__TASK PROMPT__
Count how many lines of the records below contain the string "metal", treating uppercase and lowercase letters as different. Give only the number.

__MATERIAL SUPPLIED__
::::::::

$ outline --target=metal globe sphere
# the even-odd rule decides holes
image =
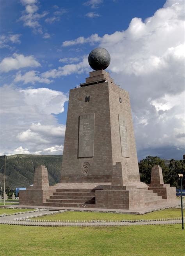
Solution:
[[[88,61],[92,69],[105,69],[110,64],[110,56],[105,48],[95,48],[89,53]]]

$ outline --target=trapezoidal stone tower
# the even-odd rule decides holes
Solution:
[[[103,70],[70,91],[61,182],[111,182],[121,162],[124,183],[140,182],[128,92]]]
[[[153,184],[157,170],[150,187],[140,181],[129,94],[104,70],[110,59],[105,49],[93,50],[95,71],[70,90],[61,180],[42,189],[43,206],[137,212],[174,200],[174,188]]]

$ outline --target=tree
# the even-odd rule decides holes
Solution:
[[[142,182],[149,184],[151,178],[151,168],[154,165],[160,165],[162,168],[164,182],[167,183],[169,169],[165,164],[164,159],[161,159],[157,157],[149,155],[146,159],[141,160],[139,163],[141,180]]]
[[[182,173],[184,178],[182,180],[183,189],[185,189],[185,159],[183,155],[183,160],[171,159],[169,166],[169,171],[167,173],[167,183],[171,186],[180,188],[180,182],[178,179],[178,173]]]

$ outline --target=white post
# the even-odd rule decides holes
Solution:
[[[5,154],[5,177],[4,180],[4,205],[5,205],[5,182],[6,177],[6,155]]]

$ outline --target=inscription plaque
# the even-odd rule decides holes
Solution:
[[[94,114],[80,116],[78,157],[94,157]]]
[[[84,162],[82,164],[82,171],[83,173],[88,173],[91,169],[91,166],[88,162]]]
[[[130,157],[127,126],[122,116],[118,114],[121,153],[123,157]]]

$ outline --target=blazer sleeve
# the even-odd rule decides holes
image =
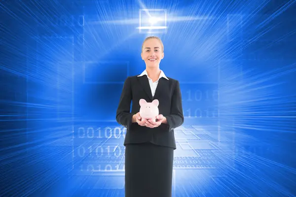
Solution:
[[[132,118],[134,115],[130,113],[132,98],[131,78],[128,77],[123,84],[123,88],[116,113],[116,120],[117,123],[127,130],[129,129],[132,124]]]
[[[179,81],[177,81],[175,84],[172,99],[171,114],[169,115],[164,116],[167,119],[170,131],[176,127],[181,126],[184,122],[180,84]]]

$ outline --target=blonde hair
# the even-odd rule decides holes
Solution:
[[[145,39],[144,40],[144,41],[143,42],[143,43],[142,44],[142,51],[143,50],[143,47],[144,46],[144,43],[146,41],[146,40],[148,40],[149,39],[156,39],[158,40],[159,41],[159,42],[160,42],[160,44],[161,45],[161,46],[162,47],[162,52],[163,52],[164,49],[163,48],[163,43],[162,43],[162,41],[161,41],[160,38],[159,38],[158,37],[155,36],[148,36],[145,38]]]

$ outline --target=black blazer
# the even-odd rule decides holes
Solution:
[[[168,80],[163,77],[159,79],[154,97],[147,75],[129,76],[125,80],[116,115],[117,122],[127,128],[124,146],[130,143],[151,142],[176,149],[174,129],[184,122],[181,92],[179,81],[167,78]],[[158,99],[159,114],[166,118],[167,124],[162,123],[158,127],[149,128],[137,123],[132,123],[133,115],[140,111],[139,101],[141,98],[148,102]]]

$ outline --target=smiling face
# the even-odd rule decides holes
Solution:
[[[163,59],[164,54],[160,41],[157,39],[151,38],[145,41],[141,54],[142,60],[146,66],[154,67],[159,66],[160,61]]]

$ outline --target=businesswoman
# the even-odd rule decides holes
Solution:
[[[180,84],[159,68],[164,52],[158,37],[145,39],[141,57],[146,69],[126,79],[116,115],[117,122],[127,128],[125,197],[170,197],[176,149],[174,130],[184,121]],[[141,98],[158,100],[156,121],[140,116]]]

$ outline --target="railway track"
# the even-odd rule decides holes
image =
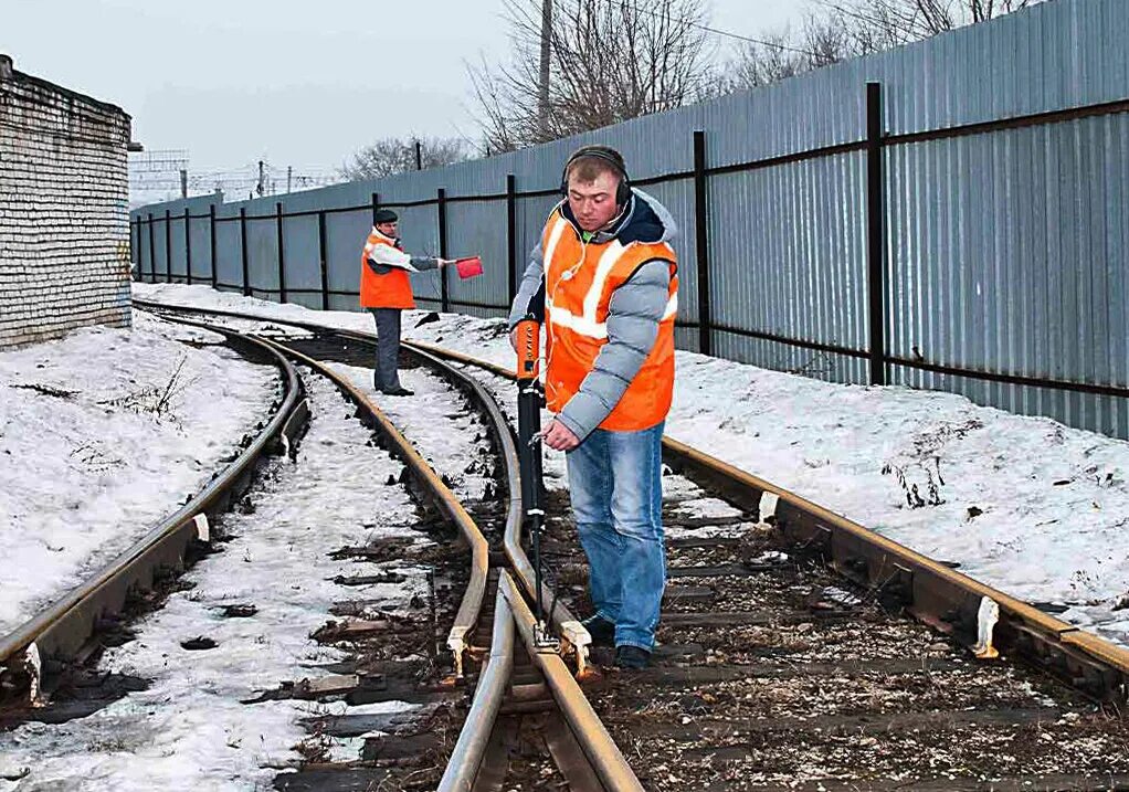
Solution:
[[[364,334],[305,329],[288,354],[365,364],[371,355]],[[655,665],[605,670],[609,650],[589,648],[571,614],[558,616],[572,668],[587,667],[588,651],[595,661],[579,675],[581,695],[562,655],[533,641],[513,438],[498,405],[479,402],[511,391],[508,372],[420,345],[412,354],[458,382],[493,426],[499,489],[462,509],[466,523],[484,527],[485,553],[460,522],[457,499],[441,505],[443,490],[450,493],[443,474],[409,463],[414,486],[430,490],[421,499],[478,549],[412,557],[395,543],[352,548],[369,563],[431,565],[430,618],[327,625],[320,640],[352,655],[325,669],[339,674],[338,687],[314,695],[421,710],[312,719],[314,734],[383,733],[365,740],[359,760],[313,757],[279,775],[278,789],[1129,789],[1123,650],[673,442],[664,487],[671,586]],[[378,433],[410,456],[394,428]],[[585,613],[583,560],[560,490],[549,513],[545,593]],[[428,528],[441,530],[438,520]],[[457,596],[464,589],[476,617]],[[365,614],[365,604],[340,610]],[[518,643],[510,625],[528,639],[524,651],[506,651]],[[1007,659],[977,659],[970,644]],[[403,659],[421,646],[428,661]]]
[[[301,434],[309,411],[294,367],[268,344],[218,332],[246,359],[278,367],[282,393],[272,405],[272,415],[243,439],[242,452],[199,494],[85,583],[0,636],[0,724],[8,718],[18,720],[27,707],[42,705],[44,694],[59,685],[62,672],[80,667],[102,650],[97,633],[114,628],[131,592],[155,588],[186,561],[200,557],[209,540],[210,521],[239,499],[266,457],[288,454]]]

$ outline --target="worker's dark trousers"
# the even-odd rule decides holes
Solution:
[[[373,387],[377,390],[401,388],[400,372],[400,308],[369,308],[376,319],[376,369],[373,371]]]

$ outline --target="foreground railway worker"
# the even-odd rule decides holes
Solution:
[[[431,256],[410,256],[396,236],[400,218],[391,209],[380,209],[373,218],[373,230],[365,243],[360,262],[360,305],[376,319],[376,368],[373,387],[390,396],[413,396],[400,384],[400,315],[414,308],[411,272],[436,270],[450,262]]]
[[[568,455],[595,606],[584,624],[595,643],[614,643],[616,666],[645,668],[666,586],[660,443],[674,389],[676,228],[607,147],[574,153],[561,191],[509,323],[545,324],[555,416],[542,438]]]

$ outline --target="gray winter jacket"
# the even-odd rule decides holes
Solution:
[[[613,228],[597,231],[593,244],[619,239],[631,241],[669,241],[677,234],[674,219],[663,204],[641,190],[632,190],[632,199],[623,219]],[[579,227],[568,208],[561,213]],[[544,252],[539,243],[530,253],[530,262],[509,313],[513,328],[523,319],[544,323],[545,273]],[[595,262],[593,262],[593,266]],[[557,419],[581,440],[592,433],[612,412],[623,391],[639,372],[658,337],[658,324],[669,299],[671,262],[655,258],[640,266],[618,288],[607,303],[607,343],[596,355],[592,371],[580,389],[564,405]]]

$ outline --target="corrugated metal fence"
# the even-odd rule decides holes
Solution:
[[[961,393],[1129,438],[1129,2],[1053,0],[751,93],[510,155],[132,213],[145,280],[355,308],[376,206],[425,305],[501,316],[586,142],[683,223],[679,343]]]

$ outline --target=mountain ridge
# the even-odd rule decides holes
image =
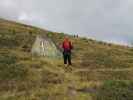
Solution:
[[[0,100],[133,98],[133,48],[67,35],[74,50],[65,68],[60,59],[32,56],[38,35],[59,46],[67,34],[0,19]]]

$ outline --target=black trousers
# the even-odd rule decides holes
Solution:
[[[71,51],[63,52],[64,64],[72,65],[71,63]]]

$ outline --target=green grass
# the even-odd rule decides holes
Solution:
[[[65,68],[31,55],[40,34],[57,46],[67,35],[0,19],[0,100],[132,100],[133,48],[67,35],[74,50]]]

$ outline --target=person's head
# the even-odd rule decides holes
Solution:
[[[65,41],[69,41],[68,36],[65,36],[64,40],[65,40]]]

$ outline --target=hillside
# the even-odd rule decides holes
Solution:
[[[58,46],[66,34],[0,19],[0,100],[132,100],[133,48],[69,35],[73,66],[65,68],[31,55],[37,35]]]

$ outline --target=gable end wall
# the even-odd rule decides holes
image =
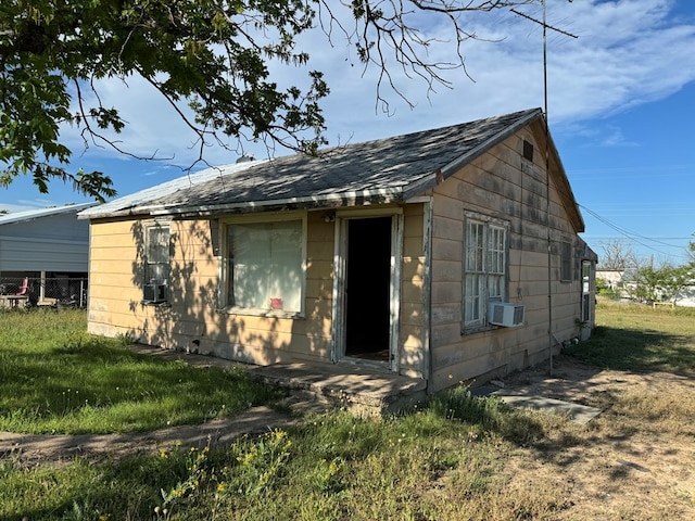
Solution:
[[[533,163],[522,160],[522,140],[533,142]],[[482,382],[549,356],[547,189],[543,143],[520,131],[434,189],[432,223],[432,382]],[[556,186],[551,182],[553,335],[579,335],[581,256],[577,236]],[[464,214],[475,212],[509,224],[508,300],[526,307],[525,325],[476,333],[463,331]],[[572,280],[560,282],[560,245],[570,241]],[[557,345],[554,348],[558,348]]]

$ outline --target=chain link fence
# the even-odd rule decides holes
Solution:
[[[87,307],[86,278],[24,278],[0,277],[0,305]]]

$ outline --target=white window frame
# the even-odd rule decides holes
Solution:
[[[571,282],[573,277],[573,247],[566,239],[560,241],[560,282]]]
[[[300,264],[301,264],[301,287],[300,287],[300,309],[273,309],[268,307],[243,307],[230,304],[230,280],[233,277],[232,267],[230,265],[229,255],[229,228],[233,225],[255,225],[266,223],[301,223],[301,244],[300,244]],[[249,315],[249,316],[273,316],[281,318],[303,318],[306,308],[306,212],[287,212],[273,215],[245,215],[237,216],[220,221],[219,233],[223,249],[219,253],[220,260],[220,284],[218,291],[219,308],[231,315]]]
[[[507,301],[509,224],[466,213],[463,246],[462,332],[469,333],[490,329],[490,302]]]
[[[154,244],[154,238],[165,232],[166,240]],[[170,301],[172,287],[172,229],[168,223],[153,223],[146,226],[143,258],[143,298],[147,304],[164,304]],[[156,251],[155,251],[156,250]],[[154,257],[154,258],[153,258]],[[153,276],[154,275],[154,276]],[[164,297],[146,298],[146,287],[164,285]],[[156,290],[155,290],[156,293]]]

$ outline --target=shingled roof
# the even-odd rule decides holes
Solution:
[[[519,129],[540,109],[302,154],[208,168],[83,212],[181,217],[399,203],[422,194]]]

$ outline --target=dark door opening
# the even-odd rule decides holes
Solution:
[[[345,355],[389,360],[391,217],[348,220]]]

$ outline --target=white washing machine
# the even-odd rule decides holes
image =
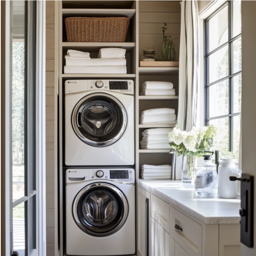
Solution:
[[[133,169],[66,171],[66,246],[69,255],[135,253]]]
[[[134,163],[134,82],[65,82],[65,163]]]

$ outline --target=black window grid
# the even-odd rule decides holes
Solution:
[[[209,44],[209,21],[214,16],[228,6],[228,40],[227,42],[218,46],[218,47],[208,52]],[[236,39],[241,37],[241,33],[233,37],[233,1],[227,1],[217,10],[212,13],[209,17],[204,20],[204,123],[205,125],[209,125],[211,120],[218,119],[221,118],[228,117],[229,119],[229,151],[233,151],[233,127],[234,116],[239,116],[241,112],[234,113],[234,95],[233,95],[233,78],[238,75],[241,74],[242,70],[233,73],[233,42]],[[225,47],[228,47],[228,76],[221,79],[209,82],[209,56],[218,50]],[[209,117],[209,87],[213,84],[215,84],[225,80],[228,79],[229,84],[229,113],[226,115],[218,116],[213,117]]]

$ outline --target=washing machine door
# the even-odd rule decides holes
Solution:
[[[94,236],[106,236],[116,232],[125,223],[128,212],[123,193],[106,183],[85,187],[73,204],[75,221],[82,230]]]
[[[76,105],[72,114],[75,132],[84,142],[96,147],[111,145],[125,132],[125,110],[116,98],[106,93],[87,95]]]

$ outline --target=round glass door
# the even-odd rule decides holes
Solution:
[[[127,115],[122,104],[105,93],[93,93],[80,100],[74,109],[74,130],[83,141],[105,146],[116,142],[124,132]]]
[[[117,231],[124,223],[128,204],[122,192],[107,183],[94,183],[83,189],[76,196],[73,214],[85,232],[105,236]]]

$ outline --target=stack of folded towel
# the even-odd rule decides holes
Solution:
[[[145,180],[171,179],[172,166],[168,164],[151,166],[143,164],[141,166],[141,177]]]
[[[98,58],[89,52],[68,50],[65,56],[65,74],[126,74],[125,49],[102,48]]]
[[[173,125],[177,122],[175,110],[163,108],[148,109],[143,111],[140,118],[141,125]]]
[[[140,95],[175,96],[173,84],[170,82],[147,81],[142,84]]]
[[[172,128],[155,128],[145,130],[141,134],[140,145],[143,149],[169,149],[168,134]]]

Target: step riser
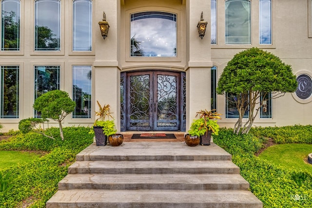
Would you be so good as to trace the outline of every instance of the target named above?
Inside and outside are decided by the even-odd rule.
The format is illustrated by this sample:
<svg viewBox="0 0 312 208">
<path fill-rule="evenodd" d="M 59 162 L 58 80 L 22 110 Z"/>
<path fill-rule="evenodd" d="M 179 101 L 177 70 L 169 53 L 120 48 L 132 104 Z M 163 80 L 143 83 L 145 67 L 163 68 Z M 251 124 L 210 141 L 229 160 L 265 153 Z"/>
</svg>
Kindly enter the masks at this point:
<svg viewBox="0 0 312 208">
<path fill-rule="evenodd" d="M 58 190 L 70 190 L 71 189 L 101 189 L 108 190 L 247 190 L 249 184 L 68 184 L 59 183 Z"/>
<path fill-rule="evenodd" d="M 225 155 L 84 155 L 76 156 L 77 161 L 209 161 L 232 160 L 232 156 Z"/>
<path fill-rule="evenodd" d="M 239 168 L 68 168 L 69 174 L 239 174 Z"/>
<path fill-rule="evenodd" d="M 256 203 L 203 203 L 200 202 L 190 203 L 53 203 L 47 204 L 46 208 L 262 208 L 262 204 Z"/>
</svg>

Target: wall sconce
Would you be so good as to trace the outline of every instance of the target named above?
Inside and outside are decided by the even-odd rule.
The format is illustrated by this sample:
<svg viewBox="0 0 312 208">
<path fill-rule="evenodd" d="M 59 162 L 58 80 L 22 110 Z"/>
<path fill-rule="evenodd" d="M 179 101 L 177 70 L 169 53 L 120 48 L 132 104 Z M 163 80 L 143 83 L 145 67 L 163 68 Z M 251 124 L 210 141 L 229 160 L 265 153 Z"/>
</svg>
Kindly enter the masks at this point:
<svg viewBox="0 0 312 208">
<path fill-rule="evenodd" d="M 197 24 L 197 28 L 198 29 L 198 34 L 199 34 L 199 38 L 202 39 L 204 36 L 205 36 L 205 33 L 206 32 L 206 28 L 207 27 L 207 24 L 208 22 L 207 21 L 204 21 L 203 18 L 203 12 L 201 12 L 201 16 L 200 16 L 200 21 L 198 21 L 198 23 Z"/>
<path fill-rule="evenodd" d="M 107 33 L 108 33 L 108 29 L 109 29 L 109 24 L 108 22 L 106 21 L 106 16 L 105 13 L 103 12 L 103 21 L 100 21 L 98 22 L 99 25 L 99 29 L 101 30 L 101 35 L 102 37 L 105 39 L 107 37 Z"/>
</svg>

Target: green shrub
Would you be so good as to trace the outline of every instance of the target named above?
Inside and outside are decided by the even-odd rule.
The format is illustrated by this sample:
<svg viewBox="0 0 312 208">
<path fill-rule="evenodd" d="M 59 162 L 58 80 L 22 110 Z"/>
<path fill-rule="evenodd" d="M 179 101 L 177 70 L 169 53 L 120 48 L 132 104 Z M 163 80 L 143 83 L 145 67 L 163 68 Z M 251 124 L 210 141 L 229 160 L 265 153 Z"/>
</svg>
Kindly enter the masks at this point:
<svg viewBox="0 0 312 208">
<path fill-rule="evenodd" d="M 252 134 L 238 134 L 231 129 L 221 129 L 218 135 L 214 135 L 214 142 L 232 155 L 253 155 L 263 146 L 263 141 Z"/>
<path fill-rule="evenodd" d="M 305 172 L 294 172 L 292 173 L 292 179 L 299 187 L 301 187 L 302 183 L 308 178 L 311 178 L 311 175 Z"/>
<path fill-rule="evenodd" d="M 0 207 L 45 208 L 45 203 L 55 193 L 58 183 L 67 174 L 68 167 L 76 155 L 93 142 L 86 127 L 66 127 L 62 141 L 58 128 L 47 130 L 55 139 L 34 132 L 13 136 L 0 142 L 0 150 L 37 150 L 49 151 L 33 161 L 2 170 L 10 176 L 13 187 L 5 194 L 0 192 Z"/>
<path fill-rule="evenodd" d="M 9 173 L 3 175 L 0 172 L 0 192 L 5 193 L 11 190 L 13 187 L 12 181 Z"/>
<path fill-rule="evenodd" d="M 257 127 L 250 132 L 257 137 L 272 138 L 276 144 L 312 144 L 312 125 Z"/>
</svg>

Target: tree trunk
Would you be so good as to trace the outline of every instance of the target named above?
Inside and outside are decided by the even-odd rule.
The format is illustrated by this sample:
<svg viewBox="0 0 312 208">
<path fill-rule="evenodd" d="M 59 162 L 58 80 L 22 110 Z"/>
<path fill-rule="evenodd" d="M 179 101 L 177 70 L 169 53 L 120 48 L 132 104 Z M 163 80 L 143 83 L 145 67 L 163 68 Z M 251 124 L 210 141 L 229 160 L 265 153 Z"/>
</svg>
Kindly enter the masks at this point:
<svg viewBox="0 0 312 208">
<path fill-rule="evenodd" d="M 64 141 L 64 135 L 63 135 L 63 128 L 62 127 L 62 124 L 61 121 L 58 121 L 58 126 L 59 126 L 59 134 L 60 134 L 60 138 L 62 138 L 62 141 Z"/>
</svg>

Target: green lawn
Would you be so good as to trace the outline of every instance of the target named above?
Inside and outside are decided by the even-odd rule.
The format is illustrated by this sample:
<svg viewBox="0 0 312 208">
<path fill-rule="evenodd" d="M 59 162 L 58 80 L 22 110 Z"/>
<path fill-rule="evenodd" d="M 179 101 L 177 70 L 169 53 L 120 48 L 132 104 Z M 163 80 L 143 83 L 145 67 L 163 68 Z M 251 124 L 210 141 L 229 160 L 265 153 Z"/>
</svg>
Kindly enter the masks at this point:
<svg viewBox="0 0 312 208">
<path fill-rule="evenodd" d="M 40 156 L 39 154 L 33 152 L 1 151 L 0 151 L 0 170 L 27 163 Z"/>
<path fill-rule="evenodd" d="M 312 172 L 312 165 L 305 159 L 312 153 L 312 144 L 284 144 L 269 147 L 259 157 L 277 165 Z"/>
</svg>

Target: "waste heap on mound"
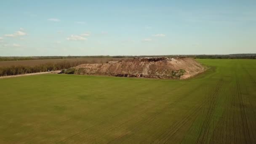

::::::::

__ANSWER TO THE EXERCISE__
2